*DATA TO USE*
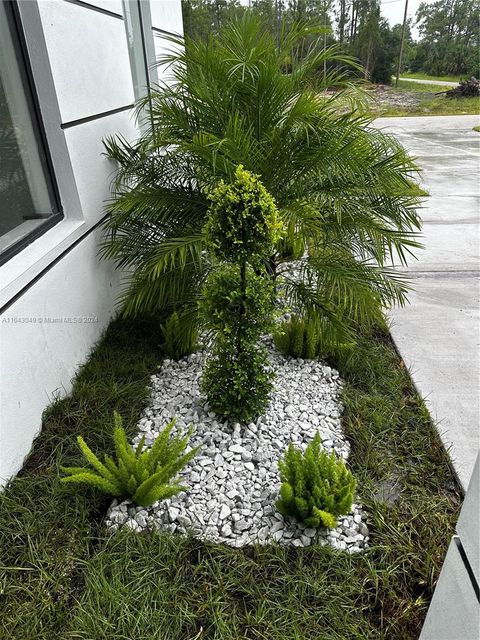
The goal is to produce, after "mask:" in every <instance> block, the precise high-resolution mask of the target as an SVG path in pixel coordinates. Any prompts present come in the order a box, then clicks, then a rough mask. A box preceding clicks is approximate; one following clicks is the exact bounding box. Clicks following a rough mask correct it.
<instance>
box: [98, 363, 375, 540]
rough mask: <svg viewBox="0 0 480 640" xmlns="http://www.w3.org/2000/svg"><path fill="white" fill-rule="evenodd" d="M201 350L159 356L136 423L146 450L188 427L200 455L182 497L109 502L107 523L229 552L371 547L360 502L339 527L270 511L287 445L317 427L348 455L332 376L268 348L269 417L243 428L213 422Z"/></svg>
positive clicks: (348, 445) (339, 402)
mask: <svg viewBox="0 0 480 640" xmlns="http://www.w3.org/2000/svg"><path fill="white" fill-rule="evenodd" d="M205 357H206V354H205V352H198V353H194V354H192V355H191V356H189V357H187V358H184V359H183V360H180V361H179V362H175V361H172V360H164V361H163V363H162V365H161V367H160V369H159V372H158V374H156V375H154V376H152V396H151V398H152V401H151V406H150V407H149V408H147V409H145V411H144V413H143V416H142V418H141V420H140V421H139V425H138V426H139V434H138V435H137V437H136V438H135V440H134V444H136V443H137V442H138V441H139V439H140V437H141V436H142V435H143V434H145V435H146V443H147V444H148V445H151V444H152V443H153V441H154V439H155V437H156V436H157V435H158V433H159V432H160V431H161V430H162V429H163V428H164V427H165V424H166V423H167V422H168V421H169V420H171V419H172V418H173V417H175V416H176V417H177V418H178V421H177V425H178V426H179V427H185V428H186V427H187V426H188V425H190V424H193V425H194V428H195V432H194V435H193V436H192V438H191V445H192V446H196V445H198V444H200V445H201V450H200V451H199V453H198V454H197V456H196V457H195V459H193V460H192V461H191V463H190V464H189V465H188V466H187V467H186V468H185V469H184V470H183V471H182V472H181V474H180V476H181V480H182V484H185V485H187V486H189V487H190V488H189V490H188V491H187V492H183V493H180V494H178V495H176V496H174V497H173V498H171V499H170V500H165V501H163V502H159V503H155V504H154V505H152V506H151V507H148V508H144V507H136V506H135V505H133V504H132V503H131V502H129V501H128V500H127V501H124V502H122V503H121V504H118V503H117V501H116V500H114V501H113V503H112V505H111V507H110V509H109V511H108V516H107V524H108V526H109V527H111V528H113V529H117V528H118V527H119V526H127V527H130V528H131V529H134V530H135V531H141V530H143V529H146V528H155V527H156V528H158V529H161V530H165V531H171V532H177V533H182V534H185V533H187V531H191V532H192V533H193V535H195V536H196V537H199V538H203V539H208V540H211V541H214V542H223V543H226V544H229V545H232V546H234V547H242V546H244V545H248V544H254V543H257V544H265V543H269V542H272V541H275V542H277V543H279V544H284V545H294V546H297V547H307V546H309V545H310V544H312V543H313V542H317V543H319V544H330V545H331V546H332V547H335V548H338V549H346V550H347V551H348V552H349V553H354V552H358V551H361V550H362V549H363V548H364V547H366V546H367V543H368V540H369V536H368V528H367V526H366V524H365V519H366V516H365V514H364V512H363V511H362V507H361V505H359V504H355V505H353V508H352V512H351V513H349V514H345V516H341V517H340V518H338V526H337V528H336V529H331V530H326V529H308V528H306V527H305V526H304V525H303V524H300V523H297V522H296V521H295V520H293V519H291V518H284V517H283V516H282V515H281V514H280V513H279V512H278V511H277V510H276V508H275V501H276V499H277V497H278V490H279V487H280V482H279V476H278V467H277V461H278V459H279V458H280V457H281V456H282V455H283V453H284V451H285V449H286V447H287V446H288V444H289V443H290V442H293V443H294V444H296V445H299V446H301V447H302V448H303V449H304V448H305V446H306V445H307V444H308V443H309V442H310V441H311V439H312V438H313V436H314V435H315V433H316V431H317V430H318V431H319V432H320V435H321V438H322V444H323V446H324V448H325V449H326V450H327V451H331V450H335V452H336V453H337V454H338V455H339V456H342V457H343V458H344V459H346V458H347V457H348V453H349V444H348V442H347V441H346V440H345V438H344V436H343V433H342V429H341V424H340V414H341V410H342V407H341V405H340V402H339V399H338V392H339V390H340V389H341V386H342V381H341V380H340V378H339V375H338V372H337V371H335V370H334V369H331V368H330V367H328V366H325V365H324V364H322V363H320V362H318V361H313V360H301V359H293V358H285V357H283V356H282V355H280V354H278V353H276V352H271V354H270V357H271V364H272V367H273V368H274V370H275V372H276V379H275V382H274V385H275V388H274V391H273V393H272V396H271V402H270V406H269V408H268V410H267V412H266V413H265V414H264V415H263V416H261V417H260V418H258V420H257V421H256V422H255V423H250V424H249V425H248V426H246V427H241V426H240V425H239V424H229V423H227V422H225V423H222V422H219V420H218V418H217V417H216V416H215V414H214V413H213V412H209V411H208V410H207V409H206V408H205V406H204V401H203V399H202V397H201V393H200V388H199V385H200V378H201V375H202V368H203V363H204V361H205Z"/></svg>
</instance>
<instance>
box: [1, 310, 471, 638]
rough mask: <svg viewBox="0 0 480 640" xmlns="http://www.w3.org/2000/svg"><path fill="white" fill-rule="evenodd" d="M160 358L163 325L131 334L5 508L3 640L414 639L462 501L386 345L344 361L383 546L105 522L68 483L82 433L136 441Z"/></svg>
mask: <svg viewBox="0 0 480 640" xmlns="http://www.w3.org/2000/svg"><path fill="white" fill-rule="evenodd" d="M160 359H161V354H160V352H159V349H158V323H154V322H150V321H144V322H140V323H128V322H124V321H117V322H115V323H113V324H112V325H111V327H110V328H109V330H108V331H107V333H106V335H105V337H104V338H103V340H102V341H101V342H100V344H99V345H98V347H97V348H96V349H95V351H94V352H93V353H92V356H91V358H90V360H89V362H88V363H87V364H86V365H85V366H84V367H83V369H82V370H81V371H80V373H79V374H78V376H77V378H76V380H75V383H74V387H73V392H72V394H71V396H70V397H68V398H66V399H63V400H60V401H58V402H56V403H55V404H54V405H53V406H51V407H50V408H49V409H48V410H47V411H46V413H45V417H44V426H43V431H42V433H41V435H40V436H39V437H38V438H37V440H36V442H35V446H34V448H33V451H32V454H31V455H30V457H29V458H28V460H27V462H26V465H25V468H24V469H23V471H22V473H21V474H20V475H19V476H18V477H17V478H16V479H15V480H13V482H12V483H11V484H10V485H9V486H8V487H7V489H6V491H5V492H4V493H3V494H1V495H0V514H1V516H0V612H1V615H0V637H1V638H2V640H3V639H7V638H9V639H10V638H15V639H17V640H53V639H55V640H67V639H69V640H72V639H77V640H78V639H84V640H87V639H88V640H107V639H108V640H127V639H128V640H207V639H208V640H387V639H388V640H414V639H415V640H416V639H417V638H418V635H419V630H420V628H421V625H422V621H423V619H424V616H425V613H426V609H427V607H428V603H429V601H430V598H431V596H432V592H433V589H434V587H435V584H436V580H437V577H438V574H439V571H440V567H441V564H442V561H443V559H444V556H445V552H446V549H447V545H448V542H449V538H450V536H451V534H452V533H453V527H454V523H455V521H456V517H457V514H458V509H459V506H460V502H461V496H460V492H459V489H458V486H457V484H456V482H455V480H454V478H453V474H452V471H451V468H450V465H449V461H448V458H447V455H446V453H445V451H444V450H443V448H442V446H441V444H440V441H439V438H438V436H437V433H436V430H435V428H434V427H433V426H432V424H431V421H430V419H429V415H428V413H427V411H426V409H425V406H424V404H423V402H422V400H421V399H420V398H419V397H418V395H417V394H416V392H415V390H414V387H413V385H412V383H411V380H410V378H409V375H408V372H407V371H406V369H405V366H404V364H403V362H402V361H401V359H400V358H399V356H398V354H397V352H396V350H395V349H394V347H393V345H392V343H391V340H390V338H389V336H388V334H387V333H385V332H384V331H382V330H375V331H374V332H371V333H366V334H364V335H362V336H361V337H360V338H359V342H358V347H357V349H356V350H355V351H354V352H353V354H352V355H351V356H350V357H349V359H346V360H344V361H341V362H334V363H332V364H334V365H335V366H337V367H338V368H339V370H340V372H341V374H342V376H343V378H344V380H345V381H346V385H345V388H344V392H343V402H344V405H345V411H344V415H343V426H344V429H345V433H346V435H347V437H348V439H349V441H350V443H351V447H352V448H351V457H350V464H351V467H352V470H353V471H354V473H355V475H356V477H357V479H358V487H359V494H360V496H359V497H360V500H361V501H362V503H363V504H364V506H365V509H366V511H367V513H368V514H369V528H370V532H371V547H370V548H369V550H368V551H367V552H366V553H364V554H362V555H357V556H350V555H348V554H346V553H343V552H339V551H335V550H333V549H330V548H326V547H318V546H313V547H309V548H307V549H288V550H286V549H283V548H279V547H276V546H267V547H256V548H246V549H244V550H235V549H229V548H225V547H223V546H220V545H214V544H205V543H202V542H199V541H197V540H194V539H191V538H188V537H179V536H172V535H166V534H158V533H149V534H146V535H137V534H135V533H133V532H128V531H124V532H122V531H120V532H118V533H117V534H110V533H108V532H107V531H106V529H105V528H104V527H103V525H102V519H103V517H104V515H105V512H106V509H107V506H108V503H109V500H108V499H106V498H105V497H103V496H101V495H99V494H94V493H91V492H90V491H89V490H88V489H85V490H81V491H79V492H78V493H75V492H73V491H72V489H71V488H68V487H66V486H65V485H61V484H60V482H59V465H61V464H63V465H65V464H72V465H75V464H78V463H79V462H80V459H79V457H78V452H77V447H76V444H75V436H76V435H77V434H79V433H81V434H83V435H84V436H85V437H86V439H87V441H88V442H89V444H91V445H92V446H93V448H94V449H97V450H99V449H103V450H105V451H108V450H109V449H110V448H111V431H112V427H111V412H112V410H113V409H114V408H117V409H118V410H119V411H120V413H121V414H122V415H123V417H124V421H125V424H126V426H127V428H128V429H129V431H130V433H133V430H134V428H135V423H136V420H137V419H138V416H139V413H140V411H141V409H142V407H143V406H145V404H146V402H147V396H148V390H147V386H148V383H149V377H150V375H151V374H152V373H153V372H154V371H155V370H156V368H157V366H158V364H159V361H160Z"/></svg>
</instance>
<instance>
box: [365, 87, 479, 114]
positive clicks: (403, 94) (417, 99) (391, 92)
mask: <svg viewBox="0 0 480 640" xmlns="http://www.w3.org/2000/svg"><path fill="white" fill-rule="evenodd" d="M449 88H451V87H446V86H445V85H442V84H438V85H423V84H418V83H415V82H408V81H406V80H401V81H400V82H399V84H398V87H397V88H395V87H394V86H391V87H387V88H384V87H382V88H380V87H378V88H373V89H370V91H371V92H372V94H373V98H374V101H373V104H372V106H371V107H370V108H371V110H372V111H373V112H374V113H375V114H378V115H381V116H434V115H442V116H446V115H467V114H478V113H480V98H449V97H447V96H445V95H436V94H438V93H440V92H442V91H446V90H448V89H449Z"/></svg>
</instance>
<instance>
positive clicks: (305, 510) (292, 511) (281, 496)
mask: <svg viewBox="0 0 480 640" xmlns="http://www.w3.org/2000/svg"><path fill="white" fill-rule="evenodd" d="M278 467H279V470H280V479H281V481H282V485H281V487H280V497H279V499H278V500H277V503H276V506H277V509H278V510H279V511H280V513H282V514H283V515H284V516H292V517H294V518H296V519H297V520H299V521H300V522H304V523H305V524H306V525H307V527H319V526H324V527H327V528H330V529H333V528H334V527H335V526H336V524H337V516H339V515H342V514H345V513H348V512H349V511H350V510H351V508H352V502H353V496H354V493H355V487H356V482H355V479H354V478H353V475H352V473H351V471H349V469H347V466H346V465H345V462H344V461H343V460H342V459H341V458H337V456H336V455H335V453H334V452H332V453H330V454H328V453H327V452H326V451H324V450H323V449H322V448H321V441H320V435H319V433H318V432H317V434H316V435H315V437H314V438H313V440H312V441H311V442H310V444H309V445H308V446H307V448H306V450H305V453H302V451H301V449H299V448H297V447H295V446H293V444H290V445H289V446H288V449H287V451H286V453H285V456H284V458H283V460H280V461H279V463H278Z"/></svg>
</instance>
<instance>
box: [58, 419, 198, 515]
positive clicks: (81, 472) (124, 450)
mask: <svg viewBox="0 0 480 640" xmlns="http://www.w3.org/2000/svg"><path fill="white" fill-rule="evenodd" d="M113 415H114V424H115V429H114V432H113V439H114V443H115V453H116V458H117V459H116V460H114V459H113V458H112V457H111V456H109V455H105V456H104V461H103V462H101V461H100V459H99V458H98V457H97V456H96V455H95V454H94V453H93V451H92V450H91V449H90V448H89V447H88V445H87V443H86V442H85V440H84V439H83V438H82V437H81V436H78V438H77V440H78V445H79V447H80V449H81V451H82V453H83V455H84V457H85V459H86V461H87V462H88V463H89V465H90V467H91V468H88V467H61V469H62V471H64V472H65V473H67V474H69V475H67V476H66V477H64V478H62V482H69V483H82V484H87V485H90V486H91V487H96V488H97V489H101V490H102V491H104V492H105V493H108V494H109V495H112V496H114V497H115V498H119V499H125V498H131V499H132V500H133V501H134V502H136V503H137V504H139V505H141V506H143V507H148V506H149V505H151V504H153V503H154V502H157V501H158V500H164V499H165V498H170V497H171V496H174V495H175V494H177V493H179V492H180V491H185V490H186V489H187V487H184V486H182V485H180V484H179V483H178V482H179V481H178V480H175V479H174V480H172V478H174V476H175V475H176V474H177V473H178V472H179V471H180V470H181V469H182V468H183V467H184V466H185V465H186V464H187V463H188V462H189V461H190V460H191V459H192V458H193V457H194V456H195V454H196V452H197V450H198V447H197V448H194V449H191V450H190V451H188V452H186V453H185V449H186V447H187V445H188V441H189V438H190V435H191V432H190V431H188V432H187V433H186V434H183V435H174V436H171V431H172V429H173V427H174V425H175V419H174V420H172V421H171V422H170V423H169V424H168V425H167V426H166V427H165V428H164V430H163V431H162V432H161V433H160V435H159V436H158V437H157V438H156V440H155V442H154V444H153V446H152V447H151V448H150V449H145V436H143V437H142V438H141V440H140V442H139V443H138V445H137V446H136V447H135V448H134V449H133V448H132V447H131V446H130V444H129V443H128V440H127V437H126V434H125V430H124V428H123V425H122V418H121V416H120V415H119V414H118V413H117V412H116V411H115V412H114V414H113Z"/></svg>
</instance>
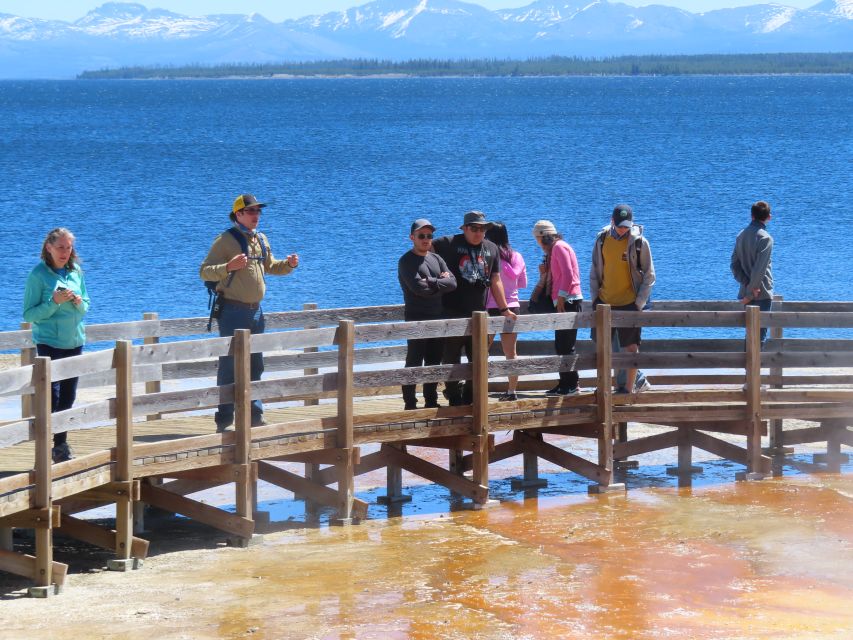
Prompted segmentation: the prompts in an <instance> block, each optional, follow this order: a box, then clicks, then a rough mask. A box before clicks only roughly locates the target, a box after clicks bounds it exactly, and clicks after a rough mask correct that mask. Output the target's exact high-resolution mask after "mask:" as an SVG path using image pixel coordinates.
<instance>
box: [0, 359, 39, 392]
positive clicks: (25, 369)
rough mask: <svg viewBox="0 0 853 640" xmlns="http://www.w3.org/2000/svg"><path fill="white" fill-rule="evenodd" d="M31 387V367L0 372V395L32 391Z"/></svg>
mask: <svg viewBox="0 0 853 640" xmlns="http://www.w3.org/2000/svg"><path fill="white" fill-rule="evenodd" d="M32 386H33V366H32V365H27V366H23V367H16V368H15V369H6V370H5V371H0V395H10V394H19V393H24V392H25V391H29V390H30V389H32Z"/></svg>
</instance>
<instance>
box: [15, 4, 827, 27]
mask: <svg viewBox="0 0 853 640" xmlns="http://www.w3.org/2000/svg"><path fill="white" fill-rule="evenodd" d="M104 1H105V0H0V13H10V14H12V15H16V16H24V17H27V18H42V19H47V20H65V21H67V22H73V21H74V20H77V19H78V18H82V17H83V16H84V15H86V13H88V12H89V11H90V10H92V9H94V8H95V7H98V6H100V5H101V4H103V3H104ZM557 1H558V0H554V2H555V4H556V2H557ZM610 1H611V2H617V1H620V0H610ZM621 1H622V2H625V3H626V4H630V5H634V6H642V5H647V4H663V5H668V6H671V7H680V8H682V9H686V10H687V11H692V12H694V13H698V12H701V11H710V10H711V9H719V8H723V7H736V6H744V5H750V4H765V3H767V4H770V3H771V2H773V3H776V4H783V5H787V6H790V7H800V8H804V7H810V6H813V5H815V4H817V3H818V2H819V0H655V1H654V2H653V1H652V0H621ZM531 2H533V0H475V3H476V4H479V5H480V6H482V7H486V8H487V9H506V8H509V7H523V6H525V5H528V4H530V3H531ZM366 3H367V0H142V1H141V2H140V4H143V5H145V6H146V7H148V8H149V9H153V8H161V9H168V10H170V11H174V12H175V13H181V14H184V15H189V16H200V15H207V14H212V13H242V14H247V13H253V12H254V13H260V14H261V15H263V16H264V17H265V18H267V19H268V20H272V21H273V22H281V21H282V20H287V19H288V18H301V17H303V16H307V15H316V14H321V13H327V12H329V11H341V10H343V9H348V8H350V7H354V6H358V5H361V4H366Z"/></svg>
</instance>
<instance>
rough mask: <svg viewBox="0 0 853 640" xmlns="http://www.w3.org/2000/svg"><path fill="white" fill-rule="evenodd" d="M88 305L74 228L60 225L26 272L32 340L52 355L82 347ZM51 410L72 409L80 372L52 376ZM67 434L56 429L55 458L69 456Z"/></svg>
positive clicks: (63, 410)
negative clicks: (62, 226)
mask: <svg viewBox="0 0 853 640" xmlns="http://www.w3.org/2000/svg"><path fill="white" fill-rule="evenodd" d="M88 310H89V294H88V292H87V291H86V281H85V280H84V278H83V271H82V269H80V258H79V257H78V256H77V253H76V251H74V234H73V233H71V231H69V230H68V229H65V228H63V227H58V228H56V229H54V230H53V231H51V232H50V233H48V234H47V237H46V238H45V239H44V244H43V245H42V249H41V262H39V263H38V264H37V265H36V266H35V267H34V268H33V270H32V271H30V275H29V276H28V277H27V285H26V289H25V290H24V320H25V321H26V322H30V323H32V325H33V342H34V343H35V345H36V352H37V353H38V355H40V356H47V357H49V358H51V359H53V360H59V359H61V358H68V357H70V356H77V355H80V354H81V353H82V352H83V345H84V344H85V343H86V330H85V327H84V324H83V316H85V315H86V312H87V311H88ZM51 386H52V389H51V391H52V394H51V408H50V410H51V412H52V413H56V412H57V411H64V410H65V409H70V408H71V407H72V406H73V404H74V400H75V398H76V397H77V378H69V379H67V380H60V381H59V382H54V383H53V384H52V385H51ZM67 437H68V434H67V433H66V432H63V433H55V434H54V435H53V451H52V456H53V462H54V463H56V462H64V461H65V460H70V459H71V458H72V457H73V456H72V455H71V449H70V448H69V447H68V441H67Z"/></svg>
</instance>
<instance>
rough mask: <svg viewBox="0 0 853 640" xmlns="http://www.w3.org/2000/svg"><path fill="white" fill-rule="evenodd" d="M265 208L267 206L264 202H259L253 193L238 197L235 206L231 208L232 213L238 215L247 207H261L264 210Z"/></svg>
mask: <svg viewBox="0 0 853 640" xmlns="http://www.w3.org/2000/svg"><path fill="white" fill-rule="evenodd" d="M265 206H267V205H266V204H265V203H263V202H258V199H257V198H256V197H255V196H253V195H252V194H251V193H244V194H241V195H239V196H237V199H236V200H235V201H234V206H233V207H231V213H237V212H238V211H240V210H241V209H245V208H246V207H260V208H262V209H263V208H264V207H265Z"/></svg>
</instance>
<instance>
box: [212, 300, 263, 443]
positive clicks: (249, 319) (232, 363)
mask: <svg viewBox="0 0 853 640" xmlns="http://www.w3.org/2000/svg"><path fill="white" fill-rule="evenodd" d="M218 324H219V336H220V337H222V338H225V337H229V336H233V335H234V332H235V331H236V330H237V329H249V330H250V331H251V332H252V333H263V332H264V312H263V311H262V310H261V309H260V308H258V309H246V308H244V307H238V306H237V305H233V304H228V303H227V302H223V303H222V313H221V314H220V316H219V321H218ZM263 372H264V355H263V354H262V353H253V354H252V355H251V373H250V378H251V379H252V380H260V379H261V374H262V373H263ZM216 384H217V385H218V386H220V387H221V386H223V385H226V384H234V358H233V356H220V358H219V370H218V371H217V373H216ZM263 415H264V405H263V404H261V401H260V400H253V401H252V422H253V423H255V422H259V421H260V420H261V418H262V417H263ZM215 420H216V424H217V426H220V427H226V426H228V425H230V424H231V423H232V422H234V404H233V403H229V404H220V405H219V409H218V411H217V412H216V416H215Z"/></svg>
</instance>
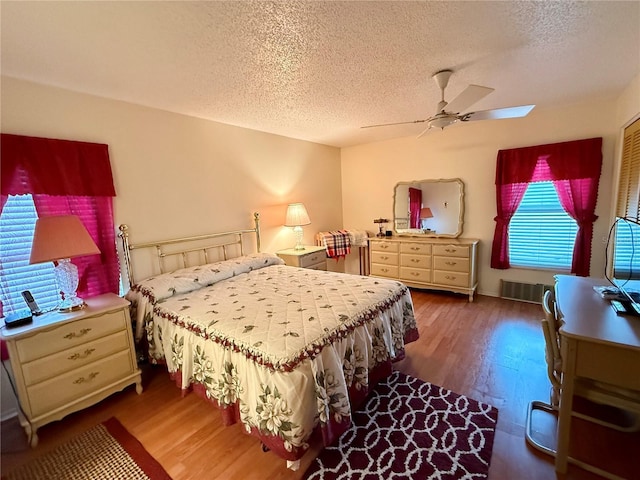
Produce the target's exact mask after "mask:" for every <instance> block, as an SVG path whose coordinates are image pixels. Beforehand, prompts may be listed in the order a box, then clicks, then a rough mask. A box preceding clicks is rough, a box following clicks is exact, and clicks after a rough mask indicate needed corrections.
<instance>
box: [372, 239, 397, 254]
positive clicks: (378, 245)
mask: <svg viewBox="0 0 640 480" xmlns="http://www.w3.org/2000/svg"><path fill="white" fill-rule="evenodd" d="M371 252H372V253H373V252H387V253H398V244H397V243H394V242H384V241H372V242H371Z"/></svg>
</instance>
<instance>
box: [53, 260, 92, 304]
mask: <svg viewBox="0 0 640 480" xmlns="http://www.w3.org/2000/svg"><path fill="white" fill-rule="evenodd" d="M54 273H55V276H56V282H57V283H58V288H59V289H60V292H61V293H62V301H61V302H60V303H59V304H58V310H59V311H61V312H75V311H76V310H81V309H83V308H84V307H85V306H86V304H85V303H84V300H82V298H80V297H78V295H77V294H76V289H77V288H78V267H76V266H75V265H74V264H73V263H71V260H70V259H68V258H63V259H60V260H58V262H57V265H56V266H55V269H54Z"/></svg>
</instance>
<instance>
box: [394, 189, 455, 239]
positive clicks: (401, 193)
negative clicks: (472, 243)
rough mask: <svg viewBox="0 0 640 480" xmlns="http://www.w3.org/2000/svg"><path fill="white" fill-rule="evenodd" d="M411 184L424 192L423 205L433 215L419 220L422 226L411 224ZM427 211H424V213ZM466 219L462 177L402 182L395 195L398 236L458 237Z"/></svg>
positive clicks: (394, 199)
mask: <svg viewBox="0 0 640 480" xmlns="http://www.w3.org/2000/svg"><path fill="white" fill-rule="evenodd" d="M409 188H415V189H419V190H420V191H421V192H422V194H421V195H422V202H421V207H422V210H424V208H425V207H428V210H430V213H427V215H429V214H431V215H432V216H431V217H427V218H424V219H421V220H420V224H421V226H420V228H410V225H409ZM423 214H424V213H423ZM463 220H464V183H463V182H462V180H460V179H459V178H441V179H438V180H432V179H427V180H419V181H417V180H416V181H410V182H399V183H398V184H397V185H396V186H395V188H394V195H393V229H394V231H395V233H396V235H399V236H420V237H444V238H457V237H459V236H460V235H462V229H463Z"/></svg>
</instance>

*ACTIVITY*
For every line above that has "following" in it, copy the line.

*TASK RESULT*
The goal is to produce, after "mask:" in every <instance> block, the precise high-resolution mask of the target as an SVG path in pixel coordinates. Any prompts present come in the order a box, then clicks, then a rough mask. A box preceding clicks is approximate; one following clicks is the exact bounding box. Clicks following a rough mask correct it.
Produce the target's exact mask after "mask:" for every <instance> block, as an SVG path whose coordinates are image pixels. Beforehand, prompts may be listed in the order a box, then clicks, then a rough mask. A box preceding clicks is rough, a box following clicks is exact, and clicks after a rough mask indicate needed corrections.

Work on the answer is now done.